### WORK INSTRUCTION
Provide the number of lines of the records that include "stone", with no other content.

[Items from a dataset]
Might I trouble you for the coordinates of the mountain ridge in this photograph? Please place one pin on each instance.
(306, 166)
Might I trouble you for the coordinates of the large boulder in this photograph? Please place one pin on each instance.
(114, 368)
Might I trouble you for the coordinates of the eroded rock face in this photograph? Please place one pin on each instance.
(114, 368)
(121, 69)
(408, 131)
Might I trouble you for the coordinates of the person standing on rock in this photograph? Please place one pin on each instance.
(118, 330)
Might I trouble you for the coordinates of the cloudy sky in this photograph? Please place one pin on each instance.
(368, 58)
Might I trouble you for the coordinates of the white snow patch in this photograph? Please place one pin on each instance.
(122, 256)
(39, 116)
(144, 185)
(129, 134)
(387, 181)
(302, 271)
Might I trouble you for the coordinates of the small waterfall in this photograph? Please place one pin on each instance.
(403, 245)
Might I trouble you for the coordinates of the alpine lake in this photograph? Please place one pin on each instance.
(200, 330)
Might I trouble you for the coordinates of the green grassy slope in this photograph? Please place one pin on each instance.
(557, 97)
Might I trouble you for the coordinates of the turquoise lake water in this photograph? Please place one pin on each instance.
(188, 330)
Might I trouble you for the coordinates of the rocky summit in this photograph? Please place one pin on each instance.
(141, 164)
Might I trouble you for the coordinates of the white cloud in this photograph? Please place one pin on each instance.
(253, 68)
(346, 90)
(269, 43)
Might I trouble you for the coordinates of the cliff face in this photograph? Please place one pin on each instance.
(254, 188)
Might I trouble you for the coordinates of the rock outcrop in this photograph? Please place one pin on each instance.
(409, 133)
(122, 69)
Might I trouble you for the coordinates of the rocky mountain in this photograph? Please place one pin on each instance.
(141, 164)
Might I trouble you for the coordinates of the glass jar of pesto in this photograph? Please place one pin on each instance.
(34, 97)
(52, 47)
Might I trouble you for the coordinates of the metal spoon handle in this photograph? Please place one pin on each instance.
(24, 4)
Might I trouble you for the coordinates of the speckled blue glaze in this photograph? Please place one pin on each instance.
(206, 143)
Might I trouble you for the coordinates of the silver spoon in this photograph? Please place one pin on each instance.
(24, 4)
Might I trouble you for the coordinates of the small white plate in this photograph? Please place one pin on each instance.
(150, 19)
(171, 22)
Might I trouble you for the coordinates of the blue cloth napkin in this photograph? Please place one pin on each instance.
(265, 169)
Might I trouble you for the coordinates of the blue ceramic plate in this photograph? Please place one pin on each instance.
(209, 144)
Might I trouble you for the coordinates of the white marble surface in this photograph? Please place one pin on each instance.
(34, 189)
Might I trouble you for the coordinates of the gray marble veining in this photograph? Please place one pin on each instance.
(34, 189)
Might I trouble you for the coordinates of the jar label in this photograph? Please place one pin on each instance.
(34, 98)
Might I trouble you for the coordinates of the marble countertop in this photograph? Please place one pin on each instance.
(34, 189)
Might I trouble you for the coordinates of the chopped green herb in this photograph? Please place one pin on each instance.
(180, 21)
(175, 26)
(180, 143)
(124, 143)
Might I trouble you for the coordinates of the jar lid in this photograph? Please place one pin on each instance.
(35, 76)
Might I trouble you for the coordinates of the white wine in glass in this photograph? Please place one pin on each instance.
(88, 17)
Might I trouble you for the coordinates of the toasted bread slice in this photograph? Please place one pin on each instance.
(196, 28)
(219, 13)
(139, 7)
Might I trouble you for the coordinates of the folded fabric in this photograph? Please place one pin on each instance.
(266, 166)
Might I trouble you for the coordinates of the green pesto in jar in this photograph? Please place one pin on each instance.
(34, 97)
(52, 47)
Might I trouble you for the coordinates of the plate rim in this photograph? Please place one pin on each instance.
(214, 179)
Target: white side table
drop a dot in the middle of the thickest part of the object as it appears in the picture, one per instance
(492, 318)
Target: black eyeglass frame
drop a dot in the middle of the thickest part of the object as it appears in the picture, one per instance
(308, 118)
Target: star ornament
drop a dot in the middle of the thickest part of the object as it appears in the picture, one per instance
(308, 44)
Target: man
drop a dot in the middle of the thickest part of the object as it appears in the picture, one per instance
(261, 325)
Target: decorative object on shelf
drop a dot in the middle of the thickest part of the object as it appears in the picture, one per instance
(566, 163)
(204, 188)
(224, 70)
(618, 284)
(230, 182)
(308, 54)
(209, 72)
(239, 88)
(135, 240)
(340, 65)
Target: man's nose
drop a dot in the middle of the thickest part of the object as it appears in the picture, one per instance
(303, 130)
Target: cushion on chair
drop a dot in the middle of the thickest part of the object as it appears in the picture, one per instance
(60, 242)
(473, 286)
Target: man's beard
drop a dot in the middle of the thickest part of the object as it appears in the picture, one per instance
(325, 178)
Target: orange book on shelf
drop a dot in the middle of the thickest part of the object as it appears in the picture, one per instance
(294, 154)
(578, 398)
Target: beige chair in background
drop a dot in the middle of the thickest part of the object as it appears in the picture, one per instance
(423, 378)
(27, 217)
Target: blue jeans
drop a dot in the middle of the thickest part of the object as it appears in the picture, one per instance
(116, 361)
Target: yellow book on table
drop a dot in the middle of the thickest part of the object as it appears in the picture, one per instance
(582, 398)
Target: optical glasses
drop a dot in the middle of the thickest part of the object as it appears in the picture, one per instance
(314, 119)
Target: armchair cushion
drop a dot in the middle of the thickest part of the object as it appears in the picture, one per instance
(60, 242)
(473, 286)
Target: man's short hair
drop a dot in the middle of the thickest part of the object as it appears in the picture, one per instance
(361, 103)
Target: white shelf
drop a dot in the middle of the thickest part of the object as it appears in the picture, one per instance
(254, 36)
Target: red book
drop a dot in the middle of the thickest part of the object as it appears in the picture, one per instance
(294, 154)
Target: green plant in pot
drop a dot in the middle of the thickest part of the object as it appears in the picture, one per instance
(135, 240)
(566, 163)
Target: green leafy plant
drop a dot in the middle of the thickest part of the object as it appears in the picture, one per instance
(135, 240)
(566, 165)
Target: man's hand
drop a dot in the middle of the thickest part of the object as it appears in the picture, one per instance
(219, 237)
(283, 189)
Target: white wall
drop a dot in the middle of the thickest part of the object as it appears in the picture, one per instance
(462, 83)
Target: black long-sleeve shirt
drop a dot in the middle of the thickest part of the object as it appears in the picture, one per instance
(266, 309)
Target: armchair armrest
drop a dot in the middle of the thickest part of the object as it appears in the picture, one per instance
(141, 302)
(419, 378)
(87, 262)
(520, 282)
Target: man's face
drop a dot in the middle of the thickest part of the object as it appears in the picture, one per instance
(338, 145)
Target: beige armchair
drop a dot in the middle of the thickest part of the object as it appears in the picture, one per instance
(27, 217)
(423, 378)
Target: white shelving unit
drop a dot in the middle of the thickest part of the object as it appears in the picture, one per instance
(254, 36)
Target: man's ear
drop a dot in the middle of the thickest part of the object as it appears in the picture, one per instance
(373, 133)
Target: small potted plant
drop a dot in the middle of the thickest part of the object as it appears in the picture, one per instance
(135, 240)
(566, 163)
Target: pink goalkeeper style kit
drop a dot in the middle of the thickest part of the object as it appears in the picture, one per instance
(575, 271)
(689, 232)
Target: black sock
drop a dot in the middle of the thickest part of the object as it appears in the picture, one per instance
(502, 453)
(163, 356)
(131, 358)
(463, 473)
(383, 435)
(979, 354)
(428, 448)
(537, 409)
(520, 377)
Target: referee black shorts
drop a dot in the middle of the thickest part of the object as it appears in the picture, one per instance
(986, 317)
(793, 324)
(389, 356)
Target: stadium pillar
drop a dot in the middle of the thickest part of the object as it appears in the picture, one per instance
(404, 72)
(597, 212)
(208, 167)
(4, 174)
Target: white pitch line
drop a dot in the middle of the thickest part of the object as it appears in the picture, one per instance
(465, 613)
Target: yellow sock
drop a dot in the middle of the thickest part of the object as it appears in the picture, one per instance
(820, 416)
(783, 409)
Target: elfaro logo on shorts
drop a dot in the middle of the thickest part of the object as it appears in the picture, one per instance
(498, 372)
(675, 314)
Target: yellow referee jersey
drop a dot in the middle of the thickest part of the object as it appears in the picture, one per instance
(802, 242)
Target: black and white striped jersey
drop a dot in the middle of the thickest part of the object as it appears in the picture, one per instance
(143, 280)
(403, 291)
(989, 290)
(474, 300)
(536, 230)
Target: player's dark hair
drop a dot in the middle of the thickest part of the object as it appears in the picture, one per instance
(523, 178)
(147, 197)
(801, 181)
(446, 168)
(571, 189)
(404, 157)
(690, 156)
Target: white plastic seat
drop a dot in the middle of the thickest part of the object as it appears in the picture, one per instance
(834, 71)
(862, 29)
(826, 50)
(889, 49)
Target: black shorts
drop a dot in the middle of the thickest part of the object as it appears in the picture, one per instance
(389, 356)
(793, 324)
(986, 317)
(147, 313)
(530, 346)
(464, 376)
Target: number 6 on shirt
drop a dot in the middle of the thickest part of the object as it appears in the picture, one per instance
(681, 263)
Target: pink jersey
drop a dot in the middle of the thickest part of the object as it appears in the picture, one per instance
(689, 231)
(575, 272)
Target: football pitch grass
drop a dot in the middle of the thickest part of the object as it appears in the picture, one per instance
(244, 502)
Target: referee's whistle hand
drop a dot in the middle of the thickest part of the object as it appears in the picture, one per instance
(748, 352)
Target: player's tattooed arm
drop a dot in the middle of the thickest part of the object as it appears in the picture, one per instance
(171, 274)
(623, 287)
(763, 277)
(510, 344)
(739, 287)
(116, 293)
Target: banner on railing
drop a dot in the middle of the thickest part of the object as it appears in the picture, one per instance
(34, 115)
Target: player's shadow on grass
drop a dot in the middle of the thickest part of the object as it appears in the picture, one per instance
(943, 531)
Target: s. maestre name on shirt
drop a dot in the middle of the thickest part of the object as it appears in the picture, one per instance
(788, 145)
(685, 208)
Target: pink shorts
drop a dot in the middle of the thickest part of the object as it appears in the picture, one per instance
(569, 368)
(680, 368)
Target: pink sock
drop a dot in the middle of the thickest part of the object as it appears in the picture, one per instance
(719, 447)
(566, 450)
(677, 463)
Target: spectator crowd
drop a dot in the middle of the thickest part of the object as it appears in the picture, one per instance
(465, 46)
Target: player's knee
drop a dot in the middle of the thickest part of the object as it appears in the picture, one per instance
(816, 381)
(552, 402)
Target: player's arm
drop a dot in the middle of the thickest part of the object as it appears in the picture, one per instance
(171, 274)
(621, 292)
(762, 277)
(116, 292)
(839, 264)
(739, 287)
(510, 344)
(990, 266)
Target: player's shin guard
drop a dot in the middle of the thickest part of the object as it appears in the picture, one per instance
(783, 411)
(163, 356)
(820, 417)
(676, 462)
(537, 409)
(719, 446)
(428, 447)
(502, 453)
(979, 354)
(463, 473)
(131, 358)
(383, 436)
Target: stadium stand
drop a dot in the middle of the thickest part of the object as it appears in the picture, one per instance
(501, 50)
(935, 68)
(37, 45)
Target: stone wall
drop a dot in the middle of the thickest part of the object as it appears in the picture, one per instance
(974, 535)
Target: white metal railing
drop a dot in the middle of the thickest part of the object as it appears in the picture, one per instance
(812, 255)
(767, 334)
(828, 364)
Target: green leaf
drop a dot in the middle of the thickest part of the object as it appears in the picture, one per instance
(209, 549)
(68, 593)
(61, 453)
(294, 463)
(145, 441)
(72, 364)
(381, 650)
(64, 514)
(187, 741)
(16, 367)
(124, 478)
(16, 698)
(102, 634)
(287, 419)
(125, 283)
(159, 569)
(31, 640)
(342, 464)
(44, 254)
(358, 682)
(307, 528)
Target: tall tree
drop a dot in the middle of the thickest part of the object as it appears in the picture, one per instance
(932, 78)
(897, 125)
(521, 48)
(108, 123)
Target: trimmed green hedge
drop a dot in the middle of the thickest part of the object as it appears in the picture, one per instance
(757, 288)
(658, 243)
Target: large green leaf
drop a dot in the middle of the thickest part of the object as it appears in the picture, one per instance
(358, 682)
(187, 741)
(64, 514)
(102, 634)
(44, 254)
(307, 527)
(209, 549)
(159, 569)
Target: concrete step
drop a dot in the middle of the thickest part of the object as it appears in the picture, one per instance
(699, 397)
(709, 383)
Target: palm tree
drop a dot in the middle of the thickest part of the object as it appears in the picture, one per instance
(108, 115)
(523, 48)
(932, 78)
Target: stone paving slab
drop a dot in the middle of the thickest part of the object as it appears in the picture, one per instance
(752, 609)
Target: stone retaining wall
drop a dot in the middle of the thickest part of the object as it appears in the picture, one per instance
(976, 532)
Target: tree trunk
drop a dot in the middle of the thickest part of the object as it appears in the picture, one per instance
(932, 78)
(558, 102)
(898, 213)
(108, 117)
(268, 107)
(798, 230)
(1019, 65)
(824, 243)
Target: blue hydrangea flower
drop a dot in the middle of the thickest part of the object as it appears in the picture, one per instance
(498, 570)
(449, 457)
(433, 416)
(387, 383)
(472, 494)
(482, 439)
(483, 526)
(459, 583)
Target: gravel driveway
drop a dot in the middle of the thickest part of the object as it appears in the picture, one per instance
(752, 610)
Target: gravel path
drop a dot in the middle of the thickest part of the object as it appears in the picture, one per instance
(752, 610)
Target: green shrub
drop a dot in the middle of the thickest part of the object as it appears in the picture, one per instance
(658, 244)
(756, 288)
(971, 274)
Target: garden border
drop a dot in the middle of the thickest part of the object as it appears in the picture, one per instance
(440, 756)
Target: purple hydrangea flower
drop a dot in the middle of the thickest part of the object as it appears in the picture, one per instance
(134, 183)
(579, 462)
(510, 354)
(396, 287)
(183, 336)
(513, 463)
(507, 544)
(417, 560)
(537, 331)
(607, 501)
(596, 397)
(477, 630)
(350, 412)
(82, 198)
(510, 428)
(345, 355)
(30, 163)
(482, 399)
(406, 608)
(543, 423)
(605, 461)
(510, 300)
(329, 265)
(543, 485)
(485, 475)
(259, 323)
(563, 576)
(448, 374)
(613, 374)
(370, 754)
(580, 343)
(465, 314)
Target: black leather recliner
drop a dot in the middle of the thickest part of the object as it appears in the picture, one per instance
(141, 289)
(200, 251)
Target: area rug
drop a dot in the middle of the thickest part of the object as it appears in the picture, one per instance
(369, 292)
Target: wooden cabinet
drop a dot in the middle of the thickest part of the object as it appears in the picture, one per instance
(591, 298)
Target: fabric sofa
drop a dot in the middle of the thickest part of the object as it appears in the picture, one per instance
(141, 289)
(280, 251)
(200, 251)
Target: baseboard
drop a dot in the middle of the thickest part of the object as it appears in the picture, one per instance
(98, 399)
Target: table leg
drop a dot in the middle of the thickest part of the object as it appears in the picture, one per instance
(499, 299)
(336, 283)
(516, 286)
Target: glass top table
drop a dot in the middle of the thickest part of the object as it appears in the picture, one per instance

### FINISHED EXERCISE
3